▶ **WORK REQUIRED**
The entries below are to be repeated exactly, with the pictures left out.

▶ **Stored data entries**
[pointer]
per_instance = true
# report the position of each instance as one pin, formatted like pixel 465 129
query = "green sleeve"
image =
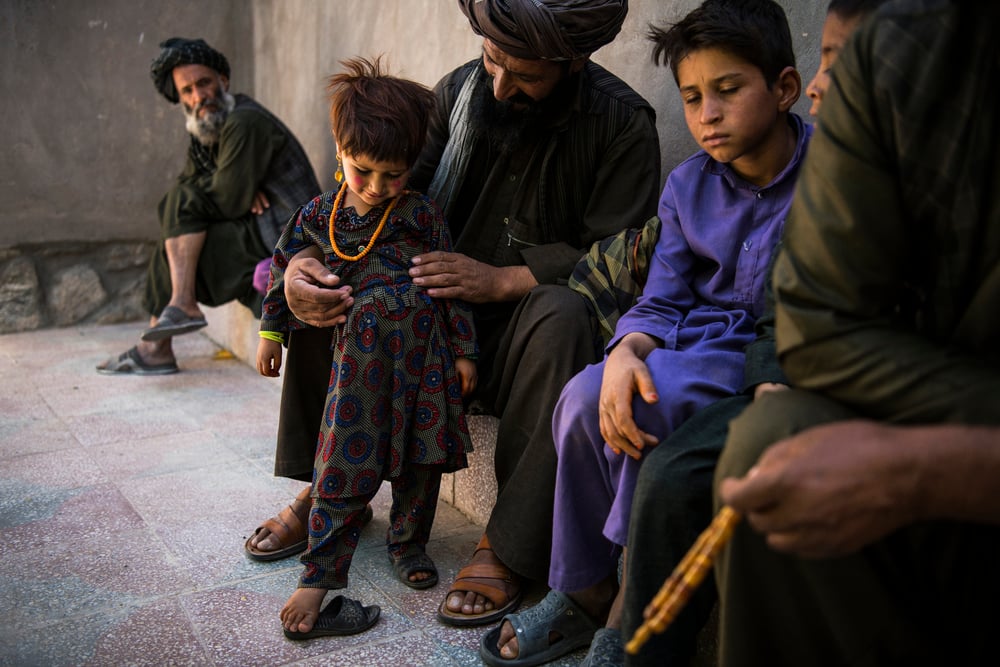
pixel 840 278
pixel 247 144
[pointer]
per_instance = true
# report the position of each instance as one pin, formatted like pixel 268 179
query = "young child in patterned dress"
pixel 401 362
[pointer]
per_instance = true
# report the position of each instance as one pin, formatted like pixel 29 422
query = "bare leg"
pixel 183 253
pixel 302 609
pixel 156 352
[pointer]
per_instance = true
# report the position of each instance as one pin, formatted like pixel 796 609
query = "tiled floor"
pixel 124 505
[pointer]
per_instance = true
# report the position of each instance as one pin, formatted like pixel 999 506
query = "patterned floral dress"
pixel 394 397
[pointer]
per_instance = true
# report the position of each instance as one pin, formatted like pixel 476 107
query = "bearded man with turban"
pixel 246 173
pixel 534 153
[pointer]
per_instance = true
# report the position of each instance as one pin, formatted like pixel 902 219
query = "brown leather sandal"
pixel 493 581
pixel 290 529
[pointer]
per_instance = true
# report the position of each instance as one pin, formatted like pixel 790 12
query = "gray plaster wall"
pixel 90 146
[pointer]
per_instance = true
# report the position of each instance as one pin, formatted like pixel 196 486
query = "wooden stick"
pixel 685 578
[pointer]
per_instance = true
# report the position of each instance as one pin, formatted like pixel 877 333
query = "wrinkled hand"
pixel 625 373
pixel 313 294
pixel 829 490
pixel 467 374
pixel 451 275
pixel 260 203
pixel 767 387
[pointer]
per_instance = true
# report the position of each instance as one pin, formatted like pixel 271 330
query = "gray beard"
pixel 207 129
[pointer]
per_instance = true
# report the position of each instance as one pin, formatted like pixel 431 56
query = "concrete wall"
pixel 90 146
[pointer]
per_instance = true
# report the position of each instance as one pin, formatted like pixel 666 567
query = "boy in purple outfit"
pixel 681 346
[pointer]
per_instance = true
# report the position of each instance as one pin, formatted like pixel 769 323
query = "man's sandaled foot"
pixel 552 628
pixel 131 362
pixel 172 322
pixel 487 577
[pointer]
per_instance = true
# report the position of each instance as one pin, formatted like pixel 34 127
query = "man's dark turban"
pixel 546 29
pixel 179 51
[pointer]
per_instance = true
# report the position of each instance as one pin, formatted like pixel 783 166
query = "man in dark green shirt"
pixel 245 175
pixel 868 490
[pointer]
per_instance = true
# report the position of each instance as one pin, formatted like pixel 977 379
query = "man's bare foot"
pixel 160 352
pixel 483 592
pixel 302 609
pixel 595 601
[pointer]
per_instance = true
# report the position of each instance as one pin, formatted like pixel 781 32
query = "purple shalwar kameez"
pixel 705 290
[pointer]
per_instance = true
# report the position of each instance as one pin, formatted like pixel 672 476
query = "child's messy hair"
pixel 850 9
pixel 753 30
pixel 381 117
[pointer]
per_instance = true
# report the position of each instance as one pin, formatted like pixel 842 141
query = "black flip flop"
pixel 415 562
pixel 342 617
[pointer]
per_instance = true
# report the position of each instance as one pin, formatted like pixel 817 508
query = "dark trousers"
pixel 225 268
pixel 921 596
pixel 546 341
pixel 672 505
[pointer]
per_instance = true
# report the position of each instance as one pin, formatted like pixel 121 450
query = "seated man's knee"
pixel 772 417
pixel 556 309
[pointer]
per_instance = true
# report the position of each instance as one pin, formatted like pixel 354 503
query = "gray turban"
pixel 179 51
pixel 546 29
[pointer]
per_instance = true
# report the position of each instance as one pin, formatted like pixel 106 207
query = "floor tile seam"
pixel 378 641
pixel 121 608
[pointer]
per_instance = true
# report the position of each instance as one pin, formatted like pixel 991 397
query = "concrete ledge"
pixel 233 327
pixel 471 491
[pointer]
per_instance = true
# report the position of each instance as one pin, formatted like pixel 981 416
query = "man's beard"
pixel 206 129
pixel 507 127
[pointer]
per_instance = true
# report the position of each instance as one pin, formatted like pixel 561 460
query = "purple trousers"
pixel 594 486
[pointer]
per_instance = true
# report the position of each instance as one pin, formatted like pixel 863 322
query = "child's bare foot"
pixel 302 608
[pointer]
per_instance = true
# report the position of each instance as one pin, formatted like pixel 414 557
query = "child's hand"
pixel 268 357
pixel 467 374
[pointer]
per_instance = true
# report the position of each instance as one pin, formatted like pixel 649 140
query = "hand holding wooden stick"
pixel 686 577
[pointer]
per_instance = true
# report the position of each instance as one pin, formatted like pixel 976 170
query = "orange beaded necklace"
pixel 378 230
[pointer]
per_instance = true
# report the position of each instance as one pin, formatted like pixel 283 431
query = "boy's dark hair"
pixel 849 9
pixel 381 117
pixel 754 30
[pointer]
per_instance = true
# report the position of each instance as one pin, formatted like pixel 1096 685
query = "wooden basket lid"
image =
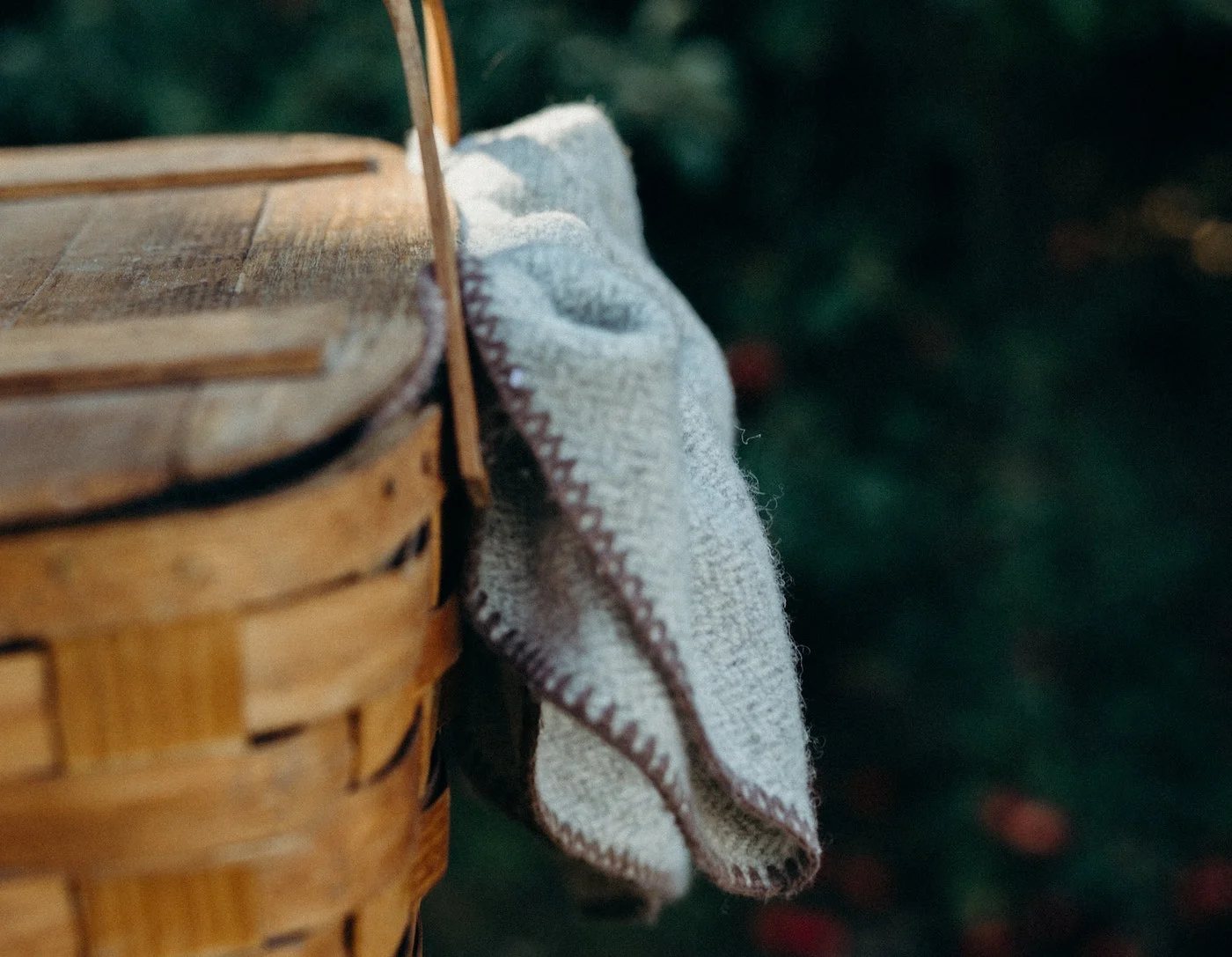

▶ **TASK RESPONSE**
[pointer]
per_instance = true
# report the position of each instance as one pin, formatted like pixel 465 129
query = "green sleeve"
image =
pixel 840 278
pixel 247 144
[pointer]
per_instance = true
# report the position of each instance as one pin, formatted like pixel 268 179
query = "young child in patterned dress"
pixel 401 362
[pointer]
per_instance = true
# report the position of each instance as one pin, formatted like pixel 29 422
query = "bare leg"
pixel 183 253
pixel 302 609
pixel 156 352
[pointer]
per_instance = true
# report the position of each instance as one pin, formatted like pixel 796 609
query = "tiled floor"
pixel 124 505
[pointer]
per_instance = true
# report the position of each instance as one pin, formatted like pixel 999 506
query = "patterned floral dress"
pixel 394 397
[pointer]
per_instance = true
# report the position of each instance as one pin, formatted like pixel 476 107
query = "bearded man with turban"
pixel 246 173
pixel 534 153
[pointer]
per_instance = true
# report the position of each instance as one pin, formatted like pixel 902 219
query = "brown leather sandal"
pixel 493 581
pixel 290 529
[pointer]
per_instance = true
# report the position of each instance as one pin, formatted like pixel 790 12
query = "gray plaster wall"
pixel 90 146
[pointer]
per_instance = true
# report the position of each instance as one pin, formatted like pixel 196 486
query = "wooden stick"
pixel 685 578
[pointer]
per_instance = true
# report the position of each instance as one pin, formatted like pixel 877 333
query = "wrinkled hand"
pixel 625 373
pixel 313 294
pixel 829 490
pixel 467 374
pixel 451 275
pixel 260 203
pixel 767 387
[pointer]
per_instance = true
# report the position of each instance as one pin, formatted like pixel 271 330
query = "gray beard"
pixel 207 129
[pointer]
per_instance = true
# report the position of each instance as one pin, formatted like pixel 431 56
query = "concrete wall"
pixel 90 146
[pointer]
per_instance = true
# report the position of each instance as one pin, formatted like pixel 666 567
query = "boy in purple outfit"
pixel 681 346
[pointer]
per_instance = true
# report the position of each instance as one pin, formatted like pixel 769 323
query = "man's sandaled foot"
pixel 552 628
pixel 131 362
pixel 172 322
pixel 487 577
[pointer]
per_instance = true
# report the position of each instance as one pin, formatted like pixel 34 127
query = "man's dark turban"
pixel 546 29
pixel 179 51
[pointer]
per_instance = true
# report the position of each instance as one pin, formatted like pixel 783 166
query = "man in dark green shirt"
pixel 245 175
pixel 868 490
[pointer]
per_instance = true
# report the position of each instance as one pin, formatted like pixel 977 379
query = "man's bare foot"
pixel 160 352
pixel 483 592
pixel 302 609
pixel 595 601
[pointer]
per_instance = true
# report the position of each instance as one pin, formatted like pixel 781 32
query = "purple shalwar kameez"
pixel 705 290
[pointer]
per_instance = true
# report the position of each instance as one pin, formatted like pixel 672 476
query = "child's messy hair"
pixel 850 9
pixel 753 30
pixel 381 117
[pointer]
per_instance = true
# report the position of each instance as one pin, formatted like pixel 842 141
query = "black flip flop"
pixel 415 562
pixel 342 617
[pointer]
per_instance = true
# report the position of each instance as one pin, formatted like pixel 817 508
query = "dark trousers"
pixel 225 268
pixel 921 596
pixel 546 341
pixel 672 505
[pointer]
per_instance = true
# report the position of each instance as one pin, formatted like pixel 121 450
query = "seated man's knee"
pixel 772 417
pixel 556 309
[pointer]
per_instance = true
# report the position of each instance as one pin, formatted like pixel 354 503
query = "gray turban"
pixel 179 51
pixel 546 29
[pointer]
per_instance = true
# report the position of each instance as one pin, formatted like pixel 106 207
query = "floor tile seam"
pixel 378 641
pixel 121 608
[pointer]
per_instance = true
# report the position of each instance as one pin, formatted like pixel 991 397
query = "concrete ledge"
pixel 233 327
pixel 471 491
[pointer]
per_instance = true
# report the position of each instance as one pin, formatted like pixel 981 416
query = "man's beard"
pixel 206 129
pixel 507 127
[pointer]
per_instance = true
# report the position of each instance as one pin, formatted like pixel 561 460
query = "purple trousers"
pixel 594 486
[pointer]
per_instance = true
# report the position of each instance as one pin, formatted like pixel 863 322
query = "child's bare foot"
pixel 302 608
[pointer]
per_instance = true
# report the position of each instance as one pin, formatted like pixel 414 557
query = "child's hand"
pixel 268 357
pixel 467 374
[pointer]
per_instance = true
# report the position of each instance as one pin, formatted like pixel 649 140
query = "hand holding wooden stick"
pixel 686 577
[pointer]
per_instance = true
# report the position of each instance as one pin, formatted like pixel 976 170
query = "orange beaded necklace"
pixel 378 230
[pointer]
per_instance = true
# report the position of each instance as one pin, formatted like pixel 283 431
query = "boy's dark hair"
pixel 849 9
pixel 381 117
pixel 754 30
[pointer]
per_instance = true
# report the position of each instance as one pin, formatted like pixel 1096 685
query = "wooden basket lid"
image =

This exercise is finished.